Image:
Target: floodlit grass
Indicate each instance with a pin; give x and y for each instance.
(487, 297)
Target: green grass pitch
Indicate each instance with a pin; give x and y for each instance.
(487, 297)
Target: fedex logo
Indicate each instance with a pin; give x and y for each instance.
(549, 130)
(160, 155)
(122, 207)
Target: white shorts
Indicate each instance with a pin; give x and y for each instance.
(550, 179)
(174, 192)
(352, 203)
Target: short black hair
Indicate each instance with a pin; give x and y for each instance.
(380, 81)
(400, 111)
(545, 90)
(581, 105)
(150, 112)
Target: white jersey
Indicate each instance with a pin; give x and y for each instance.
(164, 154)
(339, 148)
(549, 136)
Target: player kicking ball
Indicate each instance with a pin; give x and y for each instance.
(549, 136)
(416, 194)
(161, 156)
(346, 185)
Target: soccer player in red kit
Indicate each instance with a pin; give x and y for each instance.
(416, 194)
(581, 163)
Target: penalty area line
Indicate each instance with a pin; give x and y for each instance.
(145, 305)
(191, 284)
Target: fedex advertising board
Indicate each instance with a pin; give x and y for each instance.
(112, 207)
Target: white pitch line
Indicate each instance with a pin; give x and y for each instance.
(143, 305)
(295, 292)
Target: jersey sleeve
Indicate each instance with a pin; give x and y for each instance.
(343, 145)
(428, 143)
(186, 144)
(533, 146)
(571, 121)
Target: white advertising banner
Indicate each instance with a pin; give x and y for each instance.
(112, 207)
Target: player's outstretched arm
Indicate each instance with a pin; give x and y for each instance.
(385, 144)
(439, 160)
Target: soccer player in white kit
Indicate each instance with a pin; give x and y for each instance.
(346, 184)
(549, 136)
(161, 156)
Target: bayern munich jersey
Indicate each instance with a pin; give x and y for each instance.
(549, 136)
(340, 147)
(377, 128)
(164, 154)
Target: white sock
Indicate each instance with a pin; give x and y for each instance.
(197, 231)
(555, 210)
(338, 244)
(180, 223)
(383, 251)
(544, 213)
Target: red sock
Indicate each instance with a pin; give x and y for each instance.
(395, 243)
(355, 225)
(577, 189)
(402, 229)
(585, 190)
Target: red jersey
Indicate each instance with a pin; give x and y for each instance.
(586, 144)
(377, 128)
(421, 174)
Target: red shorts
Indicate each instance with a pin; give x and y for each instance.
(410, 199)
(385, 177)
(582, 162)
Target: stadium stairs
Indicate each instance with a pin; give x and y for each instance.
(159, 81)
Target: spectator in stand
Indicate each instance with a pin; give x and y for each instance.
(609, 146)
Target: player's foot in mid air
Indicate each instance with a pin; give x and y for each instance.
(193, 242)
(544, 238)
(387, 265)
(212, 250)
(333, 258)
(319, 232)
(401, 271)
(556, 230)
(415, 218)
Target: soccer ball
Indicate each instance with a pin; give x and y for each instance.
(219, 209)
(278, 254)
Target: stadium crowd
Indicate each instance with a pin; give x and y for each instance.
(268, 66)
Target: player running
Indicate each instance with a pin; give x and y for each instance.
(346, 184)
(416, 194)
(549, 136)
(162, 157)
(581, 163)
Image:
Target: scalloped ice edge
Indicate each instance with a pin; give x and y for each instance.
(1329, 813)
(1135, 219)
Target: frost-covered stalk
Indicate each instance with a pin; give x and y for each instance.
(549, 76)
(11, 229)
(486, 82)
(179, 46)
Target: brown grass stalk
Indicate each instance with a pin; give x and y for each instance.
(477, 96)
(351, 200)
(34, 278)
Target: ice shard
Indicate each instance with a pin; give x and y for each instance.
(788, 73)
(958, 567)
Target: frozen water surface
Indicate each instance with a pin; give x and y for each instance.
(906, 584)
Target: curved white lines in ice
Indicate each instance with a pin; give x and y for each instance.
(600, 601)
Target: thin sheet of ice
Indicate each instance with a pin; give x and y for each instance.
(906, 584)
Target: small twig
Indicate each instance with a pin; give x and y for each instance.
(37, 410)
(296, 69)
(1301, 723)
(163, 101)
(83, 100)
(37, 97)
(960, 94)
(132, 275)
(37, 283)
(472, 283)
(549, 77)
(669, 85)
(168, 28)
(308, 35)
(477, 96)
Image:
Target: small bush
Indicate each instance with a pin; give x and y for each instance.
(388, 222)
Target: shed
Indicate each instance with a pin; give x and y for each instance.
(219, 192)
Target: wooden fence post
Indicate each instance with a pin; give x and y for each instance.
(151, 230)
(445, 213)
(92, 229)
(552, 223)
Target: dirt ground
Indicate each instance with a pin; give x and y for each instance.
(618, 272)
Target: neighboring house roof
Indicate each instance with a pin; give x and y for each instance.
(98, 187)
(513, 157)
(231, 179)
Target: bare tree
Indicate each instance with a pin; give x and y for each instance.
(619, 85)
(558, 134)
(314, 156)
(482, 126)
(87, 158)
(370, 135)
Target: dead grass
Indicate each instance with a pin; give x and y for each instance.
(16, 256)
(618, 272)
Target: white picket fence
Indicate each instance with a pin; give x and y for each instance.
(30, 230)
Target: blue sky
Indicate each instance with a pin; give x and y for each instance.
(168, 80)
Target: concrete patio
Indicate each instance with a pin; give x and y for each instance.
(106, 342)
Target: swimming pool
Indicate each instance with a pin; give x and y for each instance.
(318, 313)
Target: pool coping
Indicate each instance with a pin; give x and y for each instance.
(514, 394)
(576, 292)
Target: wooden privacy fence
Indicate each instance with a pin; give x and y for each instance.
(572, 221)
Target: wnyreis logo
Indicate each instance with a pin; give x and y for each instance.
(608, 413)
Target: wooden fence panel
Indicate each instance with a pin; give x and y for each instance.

====================

§ OBJECTIVE
Please repeat the listing above in full and exactly.

§ REPLY
Image:
Target: floodlit grass
Indicate each instance with a pin; give x and y for each instance.
(487, 297)
Target: green grass pitch
Indicate each instance with a pin; give x and y for each instance.
(487, 297)
Target: fedex logo
Indicate each instance with a pin; give x and y for each instance.
(549, 130)
(160, 155)
(122, 207)
Target: white shorts
Indicate each instance with a pin; give x and y for each instance.
(550, 179)
(174, 192)
(352, 203)
Target: short black hair
Indicate each instance with a pin; give x and y for each instance.
(380, 81)
(400, 111)
(545, 90)
(581, 105)
(150, 112)
Target: white jersey
Indicate each instance with a pin; give x and y for each instance.
(164, 154)
(339, 148)
(549, 136)
Target: player kicking ball
Indicate each instance with a pin; give x and y for each instance.
(549, 136)
(416, 194)
(161, 156)
(346, 185)
Target: soccer player in red kit
Indicate each instance with a pin; give x and y for each instance.
(416, 194)
(581, 163)
Target: penalty area line
Indicate each instance with a pin; give x and y for each instance.
(145, 305)
(191, 284)
Target: fedex advertising board
Indicate each instance with a pin; give x and y for each instance.
(112, 207)
Target: white pitch line
Indicate each instance with a pin; give x and y for each instance.
(143, 305)
(295, 292)
Target: jersey sleeve
Indicate each instance with a pin; give x and y for each instance.
(343, 145)
(428, 143)
(186, 144)
(533, 146)
(571, 121)
Target: white advertising banner
Indicate each instance with a pin; give x and y for each instance.
(112, 207)
Target: player's outstretched arm
Indicate each instance with a pin; give x and y for each instance.
(385, 144)
(439, 160)
Target: soccer player in white kit
Indicate each instance with a pin; give x and y for each instance.
(346, 184)
(549, 136)
(161, 156)
Target: bayern munich jersey
Indicate each instance with a pin; give x and y for each instance.
(549, 136)
(340, 147)
(377, 128)
(164, 154)
Target: white sock
Indicate each instance with a pin; give x and y for each instance.
(197, 231)
(555, 210)
(338, 244)
(180, 223)
(383, 251)
(544, 213)
Target: red sock
Indicate each instance with a pin; give x and y for each instance.
(395, 243)
(355, 225)
(577, 189)
(402, 229)
(585, 190)
Target: red jersey
Indicate each instance with a pin; give x and y for each instance.
(586, 144)
(377, 128)
(421, 174)
Target: red shorts
Indicate each instance with a pin; give x and y for each instance.
(410, 199)
(385, 177)
(582, 162)
Target: stadium stairs
Indicate each instance with a pin; give x and y for each instance.
(159, 81)
Target: spectator in stand
Indicate each instance with a pin; give x and y for each instance.
(609, 146)
Target: player's foot in mid air
Indicate each instance with a pin; give x and y for each instance.
(193, 242)
(544, 238)
(387, 265)
(212, 250)
(333, 258)
(319, 232)
(401, 271)
(556, 230)
(415, 218)
Target: soccer ball
Indicate each instance with a pin; give x and y for each instance.
(219, 209)
(278, 254)
Target: stadium crowd
Indicate each instance with a pin; give x and y for each instance.
(268, 66)
Target: player running
Indicate each instance with a pin; give x and y for each instance.
(346, 184)
(416, 194)
(549, 136)
(162, 157)
(581, 163)
Image:
Target: scalloped ice edge
Indicate each instance with a pin; give x and y for each instance.
(1329, 813)
(1135, 219)
Target: frost-covered stalk
Indicate each instance with a pin; give x and y for each instance.
(549, 76)
(11, 229)
(486, 82)
(179, 46)
Target: brown grass stalk
Indicate each instance with a pin; give x and y for each instance.
(477, 96)
(351, 200)
(34, 278)
Target: ice shard
Indicate each instance with a pin; give x and y for each instance.
(788, 73)
(958, 567)
Target: frozen water surface
Indicate each instance with a pin; give x and y for each instance.
(906, 584)
Target: curved white lines in ice
Indicate each instance with a pin; give x and y for each instance.
(600, 601)
Target: thin sheet of ice
Indicate each instance with a pin; give x and y for each instance.
(906, 584)
Target: small twig
Indicate each instance with a pin; give x and y for each instance.
(37, 410)
(296, 69)
(1301, 723)
(163, 101)
(83, 100)
(37, 97)
(960, 94)
(132, 275)
(37, 283)
(472, 283)
(549, 77)
(669, 85)
(168, 28)
(308, 35)
(477, 96)
Image:
Target: small bush
Indicate each instance with a pin; give x and y for each instance.
(388, 222)
Target: shed
Indicate each instance with a pin; give x and y for each instance.
(219, 192)
Target: wooden fence post
Indicate each instance with a pin; give x and y for each instance.
(151, 230)
(445, 213)
(92, 229)
(552, 223)
Target: dirt ground
Indicate each instance with a pin; give x and y for each instance.
(618, 272)
Target: neighboring house roof
Indicate each instance with a pin; give x and y for each instance.
(98, 187)
(513, 157)
(231, 179)
Target: bare tree
Indicate each instance with a pin; give x and y for each instance.
(619, 85)
(558, 134)
(314, 156)
(482, 126)
(87, 158)
(370, 135)
Target: dead grass
Indicate each instance with a pin; give x and y for each instance.
(16, 256)
(618, 272)
Target: white picket fence
Indicate each instance with a pin; give x and y for each instance.
(30, 230)
Target: blue sky
Indicate each instance with a pin; give x and y for each instance.
(168, 80)
Target: concrete patio
Indicate each instance with a pin; give x and y for each instance.
(106, 342)
Target: swimming pool
Indicate each instance with a pin; give x and y for each instance.
(318, 313)
Target: pool coping
Indicate each instance with a pin; give x and y for each instance.
(514, 394)
(576, 292)
Target: wooden privacy fence
Indicate each instance with a pin; give x and y for each instance.
(572, 221)
Target: wnyreis logo
Indicate each instance with a pin; give x and y for each instance.
(608, 413)
Target: wooden fence panel
Indicate each instance with a pin; give x and y for each instance.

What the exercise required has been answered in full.